**SEITENTEXT:**
TRANSARA-Perspektiven

Der Neubau stellt einen Kompromiss zwischen Verfechtern eines rekonstruierenden Wiederaufbaus und denen eines vollständig säkularen Neubaus dar. Die sakralen Elemente des Raums wirken inszeniert und musealisiert – das Ergebnis ist das einer säkularisierten Sakralität hinter Plexiglasscheiben.

Ein profiliertes Beispiel für einen religiösen Raum im Kontext einer nach eigenem Selbstverständnis (in einer funktional ausdifferenzierten Gesellschaft) säkularen Institution. Die Simultaneität der verschiedenen Nutzungslogiken, die in der Konzeptionsphase von heftigen Kontroversen geprägt war, hat sich im Alltag weitestgehend eingespielt – beispielgebend und ermutigend für ambitionierte hybride Projekte? Deutlich wird, dass in diesem Raum auch die Rolle von Religion und Kirche in der gegenwärtigen Gesellschaft spannungsreich verhandelt und immer wieder neu entworfen wird.

Aus kunsthistorischer Perspektive ist das Paulinum ein spannender Fall, da das heutige Gebäude als eine Art „Wiedergutmachung“ für die vom DDR-Regime abgerissene Universitätskirche fungiert. An der Fassade des Neubaus und in der Kubatur sind noch Andeutungen dieses verlorenen Baus erkennbar, wodurch das heutige Paulinum an die Geschichte und die Signifikanz dieses Ortes erinnert. Mit dem neuen Gebäude entsteht hier ein Hybridbau, der den Typus Kirche und Universitätsgebäude zusammenfasst und dem Raum eine neue Bedeutungsebene verleiht.

**AUFGABEN BEARBEITEN:**
(1) Wiederholen Sie aus dem Text über das Paulinum den Abschnitt zwischen „Aus kunsthistorischer Perspektive“ und „neue Bedeutungsebene verleiht.“, beide Stellen eingeschlossen.
(2) Welches Regime hat laut dem Text über das Paulinum die Universitätskirche abgerissen?

**MATERIALAUSZÜGE:**
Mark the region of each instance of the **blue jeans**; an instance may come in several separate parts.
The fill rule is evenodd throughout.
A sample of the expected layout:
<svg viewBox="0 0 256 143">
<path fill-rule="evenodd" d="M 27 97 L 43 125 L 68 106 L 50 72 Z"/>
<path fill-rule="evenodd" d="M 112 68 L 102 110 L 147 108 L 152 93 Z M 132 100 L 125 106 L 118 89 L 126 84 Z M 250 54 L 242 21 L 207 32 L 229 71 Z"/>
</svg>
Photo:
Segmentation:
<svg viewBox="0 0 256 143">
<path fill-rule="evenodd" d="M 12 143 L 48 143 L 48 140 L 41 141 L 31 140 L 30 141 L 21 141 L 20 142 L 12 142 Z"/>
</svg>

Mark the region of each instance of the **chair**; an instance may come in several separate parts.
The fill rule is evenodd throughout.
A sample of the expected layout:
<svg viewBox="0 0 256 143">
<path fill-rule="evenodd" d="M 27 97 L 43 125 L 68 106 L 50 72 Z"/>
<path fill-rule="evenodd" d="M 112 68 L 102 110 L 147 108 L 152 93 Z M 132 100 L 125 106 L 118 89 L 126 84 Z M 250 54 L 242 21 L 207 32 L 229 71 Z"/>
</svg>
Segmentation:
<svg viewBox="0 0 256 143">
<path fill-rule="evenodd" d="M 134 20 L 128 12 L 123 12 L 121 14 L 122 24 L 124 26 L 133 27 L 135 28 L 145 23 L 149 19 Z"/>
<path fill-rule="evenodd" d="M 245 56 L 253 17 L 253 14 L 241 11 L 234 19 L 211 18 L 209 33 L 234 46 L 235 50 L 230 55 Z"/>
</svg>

**LÖSUNGEN:**
(1)
Aus kunsthistorischer Perspektive ist das Paulinum ein spannender Fall, da das heutige Gebäude als eine Art „Wiedergutmachung“ für die vom DDR-Regime abgerissene Universitätskirche fungiert. An der Fassade des Neubaus und in der Kubatur sind noch Andeutungen dieses verlorenen Baus erkennbar, wodurch das heutige Paulinum an die Geschichte und die Signifikanz dieses Ortes erinnert. Mit dem neuen Gebäude entsteht hier ein Hybridbau, der den Typus Kirche und Universitätsgebäude zusammenfasst und dem Raum eine neue Bedeutungsebene verleiht.

(2) Das DDR-Regime.